__TEXTO__.
····················
E já que falaste da Sofia Sá, queres descrever-nos um pouco mais como foi a escolha dos músicos para este projeto?

Para começar por aí tenho logo de começar pelo João Grilo, do piano. O Grilo é uma pessoa que eu admiro muito artisticamente. Adoro como ele faz as coisas, a seriedade com que trabalha, e a pureza e profundidade artísticas que põe em tudo o que faz. É uma pessoa que, quando o conheci pela primeira vez nas jams da Escola de Jazz do Porto, eu tinha os meus 18 anos e ele os seus 15. Tocávamos muito nas jams da ESMAE e somos amigos há imenso tempo. Eu já estava há muitos anos a querer fazer coisas com ele, à procura da desculpa perfeita — e esta foi a desculpa perfeita.
····················
__DADOS APRESENTADOS__.
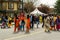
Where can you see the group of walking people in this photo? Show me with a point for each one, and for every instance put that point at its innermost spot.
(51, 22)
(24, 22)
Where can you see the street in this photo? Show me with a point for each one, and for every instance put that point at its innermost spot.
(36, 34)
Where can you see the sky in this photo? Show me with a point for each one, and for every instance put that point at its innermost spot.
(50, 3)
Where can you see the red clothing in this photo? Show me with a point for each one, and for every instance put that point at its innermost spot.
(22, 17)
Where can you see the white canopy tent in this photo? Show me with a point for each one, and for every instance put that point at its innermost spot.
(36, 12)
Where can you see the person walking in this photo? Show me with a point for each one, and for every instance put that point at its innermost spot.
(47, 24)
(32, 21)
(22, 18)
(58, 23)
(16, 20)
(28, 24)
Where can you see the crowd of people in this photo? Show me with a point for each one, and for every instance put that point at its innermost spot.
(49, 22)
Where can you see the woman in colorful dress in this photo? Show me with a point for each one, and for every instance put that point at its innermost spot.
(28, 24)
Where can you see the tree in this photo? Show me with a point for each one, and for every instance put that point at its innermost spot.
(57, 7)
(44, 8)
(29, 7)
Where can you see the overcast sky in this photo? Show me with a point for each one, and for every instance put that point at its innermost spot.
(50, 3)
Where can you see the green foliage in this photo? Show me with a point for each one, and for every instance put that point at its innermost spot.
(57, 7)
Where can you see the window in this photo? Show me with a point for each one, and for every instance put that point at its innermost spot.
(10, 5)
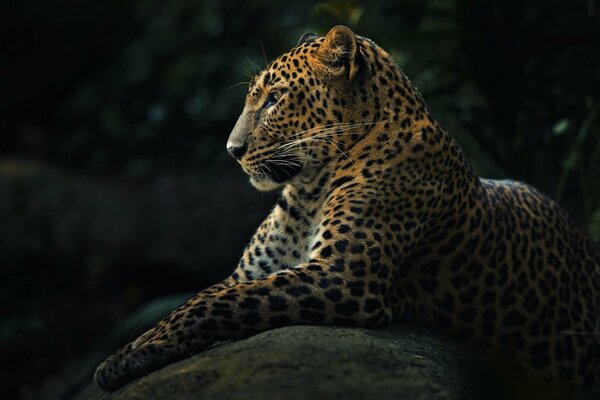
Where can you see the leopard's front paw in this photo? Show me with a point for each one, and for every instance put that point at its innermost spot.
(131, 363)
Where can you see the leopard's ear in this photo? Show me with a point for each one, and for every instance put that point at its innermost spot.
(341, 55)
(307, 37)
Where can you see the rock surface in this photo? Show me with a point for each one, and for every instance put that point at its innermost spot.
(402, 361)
····················
__OBJETIVO DO EXERCÍCIO__.
Com base no texto, responde:
(a) Que instrumento toca João Grilo no projeto?
(b) Onde é que quem fala conheceu João Grilo pela primeira vez?
(c) Que idade tinha João Grilo quando se conheceram?
As linhas não têm qualquer relação com o texto.

__RESOLUÇÃO__.
(a) Piano.
(b) Nas jams da Escola de Jazz do Porto.
(c) 15 anos.